(SEÇÃO DO TEXTO)
+-------+

Pra dar conta desse volume todo, o centro de logística é todo automatizado. Praticamente não se vê gente, só trilhos que carregam roupas e caixas pra cima e pra baixo.
Mas o que dá mesmo a noção do volume de peças que passa por ali é ver aquelas centenas de roupas exatamente do mesmo modelo, uma do ladinho da outra, prontas para irem viajar o mundo até chegarem até você. Olha essa quantidade de blazer preto aí atrás de mim. Todos iguais.
Depois da área de logística, subimos alguns andares e chegamos no escritório, onde ficam os departamentos de design e desenvolvimento da Zara Woman, Zara Man, Kids e Home. Cada uma em um andar diferente.
É ali que fica a galera que busca referências, desenha as coleções, escolhe os materiais. E onde são desenvolvidos os primeiros protótipos que vão servir de guia para a fabricação das peças.
Andamos por todos os andares, enormes e super espaçosos, com designers sentados sempre em frente a um buyer, os caras que pegam o desenho da peça e vão em busca dos materiais pra produzir aquela peça (desde tecido, passando por todos os aviamentos).
Bem do ladinho dessa galera, numa das extremidades do prédio ficam os estúdios fotográficos. São mais de 15 estúdios que servem pra fotografar todas as peças que vão entrar pro site da marca. A movimentação é grande por ali, com modelos, fotógrafos e stylists andando pra cima e pra baixo diariamente.
A parte final do nosso tour foi passear pelo corredor enorme que abriga as lojas modelo, lojas onde a galera de visual merchandising estuda exatamente como cada coleção vai ser apresentada dentro da loja. Sim, desde como vai ser a vitrine até que peças vão ficar juntas na mesma parede, na mesma arara. Aí eles criam um guia que deve ser replicado em todas as lojas da rede. Tudo pra gente estimular as combinações, fazendo com que consumidoras se encontrem mais facilmente e sintam aquela vontade malvada de comprar mais do que uma só peça.
De propósito, eu resolvi fazer todas as perguntas no final. Queria primeiro ver tudo, ouvir o que elas tinham pra dizer, pra depois questionar. E assim foi. Chegamos ao final do nosso tour e eu falei que tinha algumas perguntas a fazer e que, inclusive algumas dessas perguntas vinham diretamente de leitoras que me enviaram suas dúvidas pelo Instagram. Basicamente todas elas abordavam, de uma forma ou outra, os escândalos sobre trabalho escravo em que a Zara constantemente se vê envolvida. Perguntei qual era a posição da empresa sobre isso e o que de concreto estava sendo feito para evoluir as condições de trabalho nas fábricas.
A resposta veio da chefe de relações públicas da empresa, tão eloquente que parecia que ela já tinha aquele discurso na ponta da língua (imagino que eu não tenha sido a primeira pessoa a perguntar alguma coisa do tipo).

+-------+

(TRECHOS DOS REGISTROS)
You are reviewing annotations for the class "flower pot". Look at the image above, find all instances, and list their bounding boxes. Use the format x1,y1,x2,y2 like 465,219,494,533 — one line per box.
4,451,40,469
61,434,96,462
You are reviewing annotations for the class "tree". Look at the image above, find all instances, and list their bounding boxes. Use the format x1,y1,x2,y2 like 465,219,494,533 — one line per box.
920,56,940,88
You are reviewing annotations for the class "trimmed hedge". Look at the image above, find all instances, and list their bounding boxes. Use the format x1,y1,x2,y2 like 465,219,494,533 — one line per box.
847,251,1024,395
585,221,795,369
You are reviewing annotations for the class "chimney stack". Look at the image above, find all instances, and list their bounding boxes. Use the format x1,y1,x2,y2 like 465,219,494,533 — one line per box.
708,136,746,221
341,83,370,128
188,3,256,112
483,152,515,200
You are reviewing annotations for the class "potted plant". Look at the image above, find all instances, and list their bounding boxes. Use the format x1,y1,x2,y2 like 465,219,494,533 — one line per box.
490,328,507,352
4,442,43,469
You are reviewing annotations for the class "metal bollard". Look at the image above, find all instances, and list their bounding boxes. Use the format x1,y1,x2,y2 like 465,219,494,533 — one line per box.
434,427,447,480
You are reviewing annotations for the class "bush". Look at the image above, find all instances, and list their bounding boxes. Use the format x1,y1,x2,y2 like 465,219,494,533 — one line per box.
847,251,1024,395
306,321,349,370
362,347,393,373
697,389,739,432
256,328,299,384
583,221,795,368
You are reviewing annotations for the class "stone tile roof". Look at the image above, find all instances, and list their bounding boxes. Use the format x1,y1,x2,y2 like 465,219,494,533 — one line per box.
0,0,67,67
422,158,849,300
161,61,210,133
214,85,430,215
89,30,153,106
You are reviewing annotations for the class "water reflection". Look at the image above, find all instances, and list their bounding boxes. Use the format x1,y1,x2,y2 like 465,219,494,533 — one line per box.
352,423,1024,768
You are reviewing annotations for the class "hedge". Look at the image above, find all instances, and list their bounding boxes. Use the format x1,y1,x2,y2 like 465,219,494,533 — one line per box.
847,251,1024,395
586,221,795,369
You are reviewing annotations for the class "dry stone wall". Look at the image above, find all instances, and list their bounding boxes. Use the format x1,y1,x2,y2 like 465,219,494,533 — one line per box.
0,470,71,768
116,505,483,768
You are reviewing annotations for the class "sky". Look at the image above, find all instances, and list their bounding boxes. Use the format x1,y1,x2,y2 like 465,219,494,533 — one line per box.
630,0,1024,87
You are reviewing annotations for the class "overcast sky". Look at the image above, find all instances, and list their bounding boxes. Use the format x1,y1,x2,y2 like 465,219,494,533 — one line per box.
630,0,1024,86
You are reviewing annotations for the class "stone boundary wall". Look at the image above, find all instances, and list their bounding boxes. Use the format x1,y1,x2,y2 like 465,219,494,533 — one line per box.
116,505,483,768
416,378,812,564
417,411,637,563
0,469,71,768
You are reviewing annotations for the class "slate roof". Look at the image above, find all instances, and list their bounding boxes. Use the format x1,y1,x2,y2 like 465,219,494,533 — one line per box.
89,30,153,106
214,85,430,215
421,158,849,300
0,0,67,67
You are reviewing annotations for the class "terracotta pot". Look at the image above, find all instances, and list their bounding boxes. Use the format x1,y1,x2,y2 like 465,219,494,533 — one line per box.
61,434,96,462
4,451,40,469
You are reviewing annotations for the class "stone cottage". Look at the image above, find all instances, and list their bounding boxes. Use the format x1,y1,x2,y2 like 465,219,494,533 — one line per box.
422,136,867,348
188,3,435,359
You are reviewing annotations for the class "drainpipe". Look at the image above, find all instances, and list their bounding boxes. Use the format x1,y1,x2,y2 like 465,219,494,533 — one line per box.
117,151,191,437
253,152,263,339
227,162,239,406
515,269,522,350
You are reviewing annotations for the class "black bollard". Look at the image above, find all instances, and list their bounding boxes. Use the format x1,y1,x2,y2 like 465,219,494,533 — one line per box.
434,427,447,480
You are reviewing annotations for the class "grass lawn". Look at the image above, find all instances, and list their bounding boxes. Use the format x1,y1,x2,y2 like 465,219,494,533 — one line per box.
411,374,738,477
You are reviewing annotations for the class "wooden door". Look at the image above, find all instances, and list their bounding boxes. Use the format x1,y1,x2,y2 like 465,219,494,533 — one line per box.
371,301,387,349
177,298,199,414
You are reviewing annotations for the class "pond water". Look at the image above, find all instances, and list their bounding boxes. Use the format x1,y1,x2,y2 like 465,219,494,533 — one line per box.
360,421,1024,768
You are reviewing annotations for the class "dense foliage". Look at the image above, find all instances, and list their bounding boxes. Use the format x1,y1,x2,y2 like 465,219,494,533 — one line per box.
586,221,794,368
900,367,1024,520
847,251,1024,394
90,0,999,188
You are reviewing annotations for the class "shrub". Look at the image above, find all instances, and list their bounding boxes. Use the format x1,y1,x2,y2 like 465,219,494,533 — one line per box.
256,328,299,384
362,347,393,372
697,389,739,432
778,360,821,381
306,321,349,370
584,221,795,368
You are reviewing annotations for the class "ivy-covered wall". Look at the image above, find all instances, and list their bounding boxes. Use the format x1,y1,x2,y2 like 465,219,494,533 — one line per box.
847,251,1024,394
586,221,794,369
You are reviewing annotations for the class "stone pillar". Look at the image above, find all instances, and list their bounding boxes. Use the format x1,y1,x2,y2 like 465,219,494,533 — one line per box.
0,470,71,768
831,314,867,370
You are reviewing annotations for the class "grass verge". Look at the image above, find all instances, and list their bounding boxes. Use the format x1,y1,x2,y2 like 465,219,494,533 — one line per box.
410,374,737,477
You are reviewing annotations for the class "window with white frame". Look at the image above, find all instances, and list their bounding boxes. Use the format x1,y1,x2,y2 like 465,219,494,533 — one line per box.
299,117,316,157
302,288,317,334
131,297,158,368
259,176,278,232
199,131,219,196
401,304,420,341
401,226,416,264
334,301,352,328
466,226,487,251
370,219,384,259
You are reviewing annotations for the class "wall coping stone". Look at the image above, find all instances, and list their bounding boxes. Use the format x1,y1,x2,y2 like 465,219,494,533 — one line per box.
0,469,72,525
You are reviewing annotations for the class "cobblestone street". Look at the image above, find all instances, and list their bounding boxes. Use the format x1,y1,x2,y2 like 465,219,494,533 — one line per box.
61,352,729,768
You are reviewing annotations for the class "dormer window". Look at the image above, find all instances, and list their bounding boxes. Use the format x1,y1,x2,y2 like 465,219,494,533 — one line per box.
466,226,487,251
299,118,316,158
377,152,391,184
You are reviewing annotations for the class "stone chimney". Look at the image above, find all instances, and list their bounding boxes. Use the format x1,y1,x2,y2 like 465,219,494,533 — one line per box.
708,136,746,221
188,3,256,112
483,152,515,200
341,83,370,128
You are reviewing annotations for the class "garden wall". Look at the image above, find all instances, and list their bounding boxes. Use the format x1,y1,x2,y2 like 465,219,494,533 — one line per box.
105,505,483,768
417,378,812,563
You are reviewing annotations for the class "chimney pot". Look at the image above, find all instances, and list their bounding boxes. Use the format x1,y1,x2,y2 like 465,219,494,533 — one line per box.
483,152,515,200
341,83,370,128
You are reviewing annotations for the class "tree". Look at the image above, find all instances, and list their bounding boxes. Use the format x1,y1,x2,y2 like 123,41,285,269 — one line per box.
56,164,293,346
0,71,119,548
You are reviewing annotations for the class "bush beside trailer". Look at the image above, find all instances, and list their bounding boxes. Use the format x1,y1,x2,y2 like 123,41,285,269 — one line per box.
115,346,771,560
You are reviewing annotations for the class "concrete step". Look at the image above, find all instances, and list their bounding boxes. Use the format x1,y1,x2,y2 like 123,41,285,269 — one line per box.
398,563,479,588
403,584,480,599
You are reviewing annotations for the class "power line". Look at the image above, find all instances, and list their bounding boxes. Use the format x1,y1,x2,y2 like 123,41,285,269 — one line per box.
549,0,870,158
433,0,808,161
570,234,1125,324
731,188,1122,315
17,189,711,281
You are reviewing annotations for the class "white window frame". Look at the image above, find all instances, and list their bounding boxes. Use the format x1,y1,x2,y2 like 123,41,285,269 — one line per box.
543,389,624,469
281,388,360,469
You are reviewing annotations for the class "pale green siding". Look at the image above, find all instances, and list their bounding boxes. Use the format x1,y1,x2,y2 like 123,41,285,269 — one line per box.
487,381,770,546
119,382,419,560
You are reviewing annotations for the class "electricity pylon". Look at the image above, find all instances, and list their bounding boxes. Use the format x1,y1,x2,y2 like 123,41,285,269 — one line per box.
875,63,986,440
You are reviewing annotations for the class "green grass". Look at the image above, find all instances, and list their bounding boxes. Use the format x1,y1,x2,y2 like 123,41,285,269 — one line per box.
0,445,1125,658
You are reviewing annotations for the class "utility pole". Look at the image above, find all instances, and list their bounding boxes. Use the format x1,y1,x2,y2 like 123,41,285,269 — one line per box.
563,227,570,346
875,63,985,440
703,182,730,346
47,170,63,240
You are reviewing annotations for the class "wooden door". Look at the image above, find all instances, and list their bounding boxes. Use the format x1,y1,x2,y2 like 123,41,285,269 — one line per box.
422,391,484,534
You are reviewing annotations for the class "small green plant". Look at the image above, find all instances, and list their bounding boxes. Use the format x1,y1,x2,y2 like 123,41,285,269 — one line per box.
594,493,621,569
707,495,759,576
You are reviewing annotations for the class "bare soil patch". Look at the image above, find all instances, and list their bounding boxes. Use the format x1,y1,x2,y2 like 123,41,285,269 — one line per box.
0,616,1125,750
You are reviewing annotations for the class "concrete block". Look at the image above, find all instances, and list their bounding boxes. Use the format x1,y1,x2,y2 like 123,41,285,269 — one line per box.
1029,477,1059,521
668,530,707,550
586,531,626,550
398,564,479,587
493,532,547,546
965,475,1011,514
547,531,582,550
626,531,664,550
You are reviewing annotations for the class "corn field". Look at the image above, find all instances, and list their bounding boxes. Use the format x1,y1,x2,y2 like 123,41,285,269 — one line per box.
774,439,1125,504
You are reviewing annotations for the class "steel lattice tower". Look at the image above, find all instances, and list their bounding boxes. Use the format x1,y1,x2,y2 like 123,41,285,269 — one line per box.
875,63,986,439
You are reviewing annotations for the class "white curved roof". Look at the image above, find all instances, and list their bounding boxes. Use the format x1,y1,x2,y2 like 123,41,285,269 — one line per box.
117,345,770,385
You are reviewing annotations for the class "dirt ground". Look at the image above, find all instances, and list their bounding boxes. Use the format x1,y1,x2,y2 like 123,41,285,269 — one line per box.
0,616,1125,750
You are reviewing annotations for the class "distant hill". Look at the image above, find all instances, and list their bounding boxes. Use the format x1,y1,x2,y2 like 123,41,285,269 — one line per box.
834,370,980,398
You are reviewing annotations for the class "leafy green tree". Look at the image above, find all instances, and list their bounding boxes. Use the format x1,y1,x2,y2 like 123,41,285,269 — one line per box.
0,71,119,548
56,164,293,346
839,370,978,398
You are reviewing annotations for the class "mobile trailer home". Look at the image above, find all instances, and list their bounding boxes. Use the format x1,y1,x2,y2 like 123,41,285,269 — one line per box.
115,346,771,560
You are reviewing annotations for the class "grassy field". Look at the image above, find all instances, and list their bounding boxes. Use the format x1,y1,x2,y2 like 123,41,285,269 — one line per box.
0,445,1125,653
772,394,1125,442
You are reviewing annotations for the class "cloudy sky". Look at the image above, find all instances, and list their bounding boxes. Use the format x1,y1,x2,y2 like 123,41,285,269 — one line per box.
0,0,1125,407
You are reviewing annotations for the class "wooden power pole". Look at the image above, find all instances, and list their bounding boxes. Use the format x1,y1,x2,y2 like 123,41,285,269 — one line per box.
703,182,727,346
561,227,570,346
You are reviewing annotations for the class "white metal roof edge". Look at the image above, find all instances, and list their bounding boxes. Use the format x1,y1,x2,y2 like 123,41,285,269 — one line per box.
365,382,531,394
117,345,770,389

+-------+

(ORIENTAÇÕES DA TAREFA) Extraia do texto sobre a visita à Zara, sem alterações, o trecho que se inicia com as palavras contendo "Andamos por todos" e se encerra em "todos os aviamentos).".

(SOLUÇÃO DA TAREFA)
Andamos por todos os andares, enormes e super espaçosos, com designers sentados sempre em frente a um buyer, os caras que pegam o desenho da peça e vão em busca dos materiais pra produzir aquela peça (desde tecido, passando por todos os aviamentos).